What this task involves: Only lines containing the word "below" belong in the answer; copy each one from the records.

Input data:
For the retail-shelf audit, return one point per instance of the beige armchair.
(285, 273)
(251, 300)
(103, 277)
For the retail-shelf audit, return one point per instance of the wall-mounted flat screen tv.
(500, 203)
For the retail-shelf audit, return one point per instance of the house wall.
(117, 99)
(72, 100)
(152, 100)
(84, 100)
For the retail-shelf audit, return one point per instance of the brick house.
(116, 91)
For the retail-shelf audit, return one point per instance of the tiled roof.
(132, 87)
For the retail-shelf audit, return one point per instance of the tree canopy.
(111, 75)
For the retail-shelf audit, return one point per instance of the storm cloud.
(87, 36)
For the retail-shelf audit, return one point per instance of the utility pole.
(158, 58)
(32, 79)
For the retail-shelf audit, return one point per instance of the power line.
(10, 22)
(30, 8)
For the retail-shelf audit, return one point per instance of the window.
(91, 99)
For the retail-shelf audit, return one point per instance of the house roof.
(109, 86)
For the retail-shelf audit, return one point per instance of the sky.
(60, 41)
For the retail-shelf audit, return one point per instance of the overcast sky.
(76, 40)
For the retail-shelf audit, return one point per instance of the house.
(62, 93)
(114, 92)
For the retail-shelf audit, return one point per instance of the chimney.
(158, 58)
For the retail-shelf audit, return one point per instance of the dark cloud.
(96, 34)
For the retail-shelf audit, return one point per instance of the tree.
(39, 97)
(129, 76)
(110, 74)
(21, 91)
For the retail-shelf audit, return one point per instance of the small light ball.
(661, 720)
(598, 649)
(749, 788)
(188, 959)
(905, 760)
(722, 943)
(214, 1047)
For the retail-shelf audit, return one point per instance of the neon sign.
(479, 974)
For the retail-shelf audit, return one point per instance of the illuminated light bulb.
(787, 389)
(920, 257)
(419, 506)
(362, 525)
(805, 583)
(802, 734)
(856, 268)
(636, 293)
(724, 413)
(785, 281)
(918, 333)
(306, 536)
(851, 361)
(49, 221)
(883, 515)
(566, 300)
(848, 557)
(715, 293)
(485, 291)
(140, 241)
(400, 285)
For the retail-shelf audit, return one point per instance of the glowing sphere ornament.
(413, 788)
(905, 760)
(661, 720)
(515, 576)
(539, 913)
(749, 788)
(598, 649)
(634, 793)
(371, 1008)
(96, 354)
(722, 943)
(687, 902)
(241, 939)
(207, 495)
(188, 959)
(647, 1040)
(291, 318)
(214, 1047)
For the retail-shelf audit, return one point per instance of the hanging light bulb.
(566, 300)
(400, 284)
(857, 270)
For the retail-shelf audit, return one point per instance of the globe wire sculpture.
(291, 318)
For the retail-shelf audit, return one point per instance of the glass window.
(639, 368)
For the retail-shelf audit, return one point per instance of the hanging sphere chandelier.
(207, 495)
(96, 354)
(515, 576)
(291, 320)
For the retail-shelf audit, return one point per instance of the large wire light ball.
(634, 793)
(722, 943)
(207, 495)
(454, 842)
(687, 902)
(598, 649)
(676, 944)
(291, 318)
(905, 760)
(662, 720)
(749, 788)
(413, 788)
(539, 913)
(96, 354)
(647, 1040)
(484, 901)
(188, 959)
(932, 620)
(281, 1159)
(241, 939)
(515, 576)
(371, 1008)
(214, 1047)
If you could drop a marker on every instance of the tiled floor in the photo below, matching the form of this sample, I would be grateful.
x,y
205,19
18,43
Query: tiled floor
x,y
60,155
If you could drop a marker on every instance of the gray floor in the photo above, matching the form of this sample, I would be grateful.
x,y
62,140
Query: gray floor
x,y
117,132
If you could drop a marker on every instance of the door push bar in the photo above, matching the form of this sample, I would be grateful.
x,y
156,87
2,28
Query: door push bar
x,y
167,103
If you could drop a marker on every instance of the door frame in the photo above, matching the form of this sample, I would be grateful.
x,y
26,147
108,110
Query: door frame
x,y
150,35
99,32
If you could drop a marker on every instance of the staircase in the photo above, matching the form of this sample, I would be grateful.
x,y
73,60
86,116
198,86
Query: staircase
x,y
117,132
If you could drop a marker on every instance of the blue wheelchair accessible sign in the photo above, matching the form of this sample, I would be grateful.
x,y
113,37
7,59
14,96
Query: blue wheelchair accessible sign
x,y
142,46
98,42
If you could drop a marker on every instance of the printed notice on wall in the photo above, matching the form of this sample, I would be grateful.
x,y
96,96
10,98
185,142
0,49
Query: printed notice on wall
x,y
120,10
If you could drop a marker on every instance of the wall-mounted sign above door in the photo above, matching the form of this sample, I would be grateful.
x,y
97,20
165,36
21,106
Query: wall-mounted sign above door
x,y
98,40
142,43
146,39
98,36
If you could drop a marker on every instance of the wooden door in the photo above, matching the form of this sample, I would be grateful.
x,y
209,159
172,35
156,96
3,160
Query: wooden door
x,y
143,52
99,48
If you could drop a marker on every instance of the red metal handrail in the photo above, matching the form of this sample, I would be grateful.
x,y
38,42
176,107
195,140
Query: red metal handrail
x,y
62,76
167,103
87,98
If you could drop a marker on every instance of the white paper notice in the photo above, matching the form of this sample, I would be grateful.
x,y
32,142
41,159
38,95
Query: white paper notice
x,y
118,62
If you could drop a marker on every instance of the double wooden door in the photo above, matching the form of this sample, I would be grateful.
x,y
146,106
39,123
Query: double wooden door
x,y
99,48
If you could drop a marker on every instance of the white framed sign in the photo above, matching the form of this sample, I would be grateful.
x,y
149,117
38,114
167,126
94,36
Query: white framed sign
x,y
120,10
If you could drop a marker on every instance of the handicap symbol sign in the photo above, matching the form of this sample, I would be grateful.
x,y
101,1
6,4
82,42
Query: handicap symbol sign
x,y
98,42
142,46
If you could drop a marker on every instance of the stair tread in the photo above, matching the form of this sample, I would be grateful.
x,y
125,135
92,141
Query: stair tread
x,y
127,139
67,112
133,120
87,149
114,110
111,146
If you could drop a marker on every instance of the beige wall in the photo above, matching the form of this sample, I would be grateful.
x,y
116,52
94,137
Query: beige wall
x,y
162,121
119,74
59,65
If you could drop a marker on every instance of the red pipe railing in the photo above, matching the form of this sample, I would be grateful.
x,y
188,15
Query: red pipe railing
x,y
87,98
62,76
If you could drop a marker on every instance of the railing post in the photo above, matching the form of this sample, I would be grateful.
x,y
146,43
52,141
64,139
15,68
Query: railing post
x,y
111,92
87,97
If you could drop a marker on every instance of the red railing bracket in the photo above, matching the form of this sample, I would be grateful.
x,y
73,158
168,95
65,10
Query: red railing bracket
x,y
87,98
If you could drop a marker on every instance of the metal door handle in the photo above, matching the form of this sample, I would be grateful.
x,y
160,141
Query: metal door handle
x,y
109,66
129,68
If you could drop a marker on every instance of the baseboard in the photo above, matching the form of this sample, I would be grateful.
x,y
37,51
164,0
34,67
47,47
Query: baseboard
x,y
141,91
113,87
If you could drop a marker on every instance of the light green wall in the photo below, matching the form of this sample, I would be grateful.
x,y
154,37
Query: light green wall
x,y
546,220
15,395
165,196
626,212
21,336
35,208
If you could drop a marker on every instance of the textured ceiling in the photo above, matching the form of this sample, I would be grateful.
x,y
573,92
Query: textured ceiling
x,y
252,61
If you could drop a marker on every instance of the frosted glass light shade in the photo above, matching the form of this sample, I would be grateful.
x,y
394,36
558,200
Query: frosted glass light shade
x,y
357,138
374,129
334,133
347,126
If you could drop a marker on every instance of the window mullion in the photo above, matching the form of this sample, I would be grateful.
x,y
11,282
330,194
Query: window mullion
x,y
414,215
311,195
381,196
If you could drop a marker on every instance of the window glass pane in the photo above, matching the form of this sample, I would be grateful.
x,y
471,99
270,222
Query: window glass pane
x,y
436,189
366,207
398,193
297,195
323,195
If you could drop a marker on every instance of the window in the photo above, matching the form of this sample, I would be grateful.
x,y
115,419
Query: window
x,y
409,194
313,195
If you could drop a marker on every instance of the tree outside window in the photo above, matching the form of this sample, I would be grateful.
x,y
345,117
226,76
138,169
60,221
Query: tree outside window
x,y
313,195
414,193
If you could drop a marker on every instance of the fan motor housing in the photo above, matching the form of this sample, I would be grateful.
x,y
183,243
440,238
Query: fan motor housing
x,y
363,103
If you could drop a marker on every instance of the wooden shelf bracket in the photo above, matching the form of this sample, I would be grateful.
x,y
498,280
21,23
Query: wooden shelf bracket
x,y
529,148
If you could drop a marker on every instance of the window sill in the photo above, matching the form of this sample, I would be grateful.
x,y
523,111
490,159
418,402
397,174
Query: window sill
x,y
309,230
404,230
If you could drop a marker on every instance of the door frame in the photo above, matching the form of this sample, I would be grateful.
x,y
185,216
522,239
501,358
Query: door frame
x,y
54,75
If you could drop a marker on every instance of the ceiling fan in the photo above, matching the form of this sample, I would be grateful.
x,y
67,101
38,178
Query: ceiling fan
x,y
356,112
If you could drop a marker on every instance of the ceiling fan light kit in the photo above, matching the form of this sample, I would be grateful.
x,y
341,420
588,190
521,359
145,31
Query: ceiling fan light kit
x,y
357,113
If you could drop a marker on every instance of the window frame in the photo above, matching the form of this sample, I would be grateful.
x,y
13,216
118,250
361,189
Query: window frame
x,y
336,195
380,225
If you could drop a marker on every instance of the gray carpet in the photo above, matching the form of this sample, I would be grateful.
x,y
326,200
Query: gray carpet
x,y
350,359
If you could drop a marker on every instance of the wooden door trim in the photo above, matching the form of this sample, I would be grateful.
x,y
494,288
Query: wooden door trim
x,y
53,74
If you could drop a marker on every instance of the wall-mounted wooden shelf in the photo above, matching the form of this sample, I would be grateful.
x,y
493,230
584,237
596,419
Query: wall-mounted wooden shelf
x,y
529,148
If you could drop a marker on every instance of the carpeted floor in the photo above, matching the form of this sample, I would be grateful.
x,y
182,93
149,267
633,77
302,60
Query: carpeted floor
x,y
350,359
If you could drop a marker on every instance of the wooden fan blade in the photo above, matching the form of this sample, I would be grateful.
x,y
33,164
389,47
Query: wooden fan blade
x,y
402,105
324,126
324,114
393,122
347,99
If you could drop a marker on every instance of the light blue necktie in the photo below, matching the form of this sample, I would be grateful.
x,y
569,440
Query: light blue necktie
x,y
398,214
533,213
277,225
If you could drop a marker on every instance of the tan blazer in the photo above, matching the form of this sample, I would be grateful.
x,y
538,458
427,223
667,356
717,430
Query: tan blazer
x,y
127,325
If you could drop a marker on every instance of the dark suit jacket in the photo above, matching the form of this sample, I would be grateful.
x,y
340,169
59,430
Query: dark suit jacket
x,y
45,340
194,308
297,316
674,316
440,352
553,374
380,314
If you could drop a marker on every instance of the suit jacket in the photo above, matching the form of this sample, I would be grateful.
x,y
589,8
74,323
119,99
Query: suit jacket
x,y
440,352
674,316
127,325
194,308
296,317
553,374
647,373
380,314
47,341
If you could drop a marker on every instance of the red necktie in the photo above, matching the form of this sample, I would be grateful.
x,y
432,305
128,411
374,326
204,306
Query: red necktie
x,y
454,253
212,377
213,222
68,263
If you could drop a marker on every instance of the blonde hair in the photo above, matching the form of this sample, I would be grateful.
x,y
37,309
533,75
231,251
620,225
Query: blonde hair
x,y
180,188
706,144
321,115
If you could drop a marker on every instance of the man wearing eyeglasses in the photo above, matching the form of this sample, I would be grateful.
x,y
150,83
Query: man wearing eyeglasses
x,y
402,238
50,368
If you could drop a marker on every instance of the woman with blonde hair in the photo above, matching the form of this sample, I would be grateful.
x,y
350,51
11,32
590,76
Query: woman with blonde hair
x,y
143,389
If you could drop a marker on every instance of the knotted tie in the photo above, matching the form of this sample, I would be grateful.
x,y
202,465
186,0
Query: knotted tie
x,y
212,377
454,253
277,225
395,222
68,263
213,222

Problem solution:
If you could drop a marker on every instance of the tiled floor in the photo below, matching the form of this sample, I would be grateful.
If you could drop a marker on every instance of the light green wall in the photo below, matching the form of this sample, I would be grateful.
If you could drop a marker on every instance of the light blue necktie in the photo below, matching the form of this sample, I would be grateful.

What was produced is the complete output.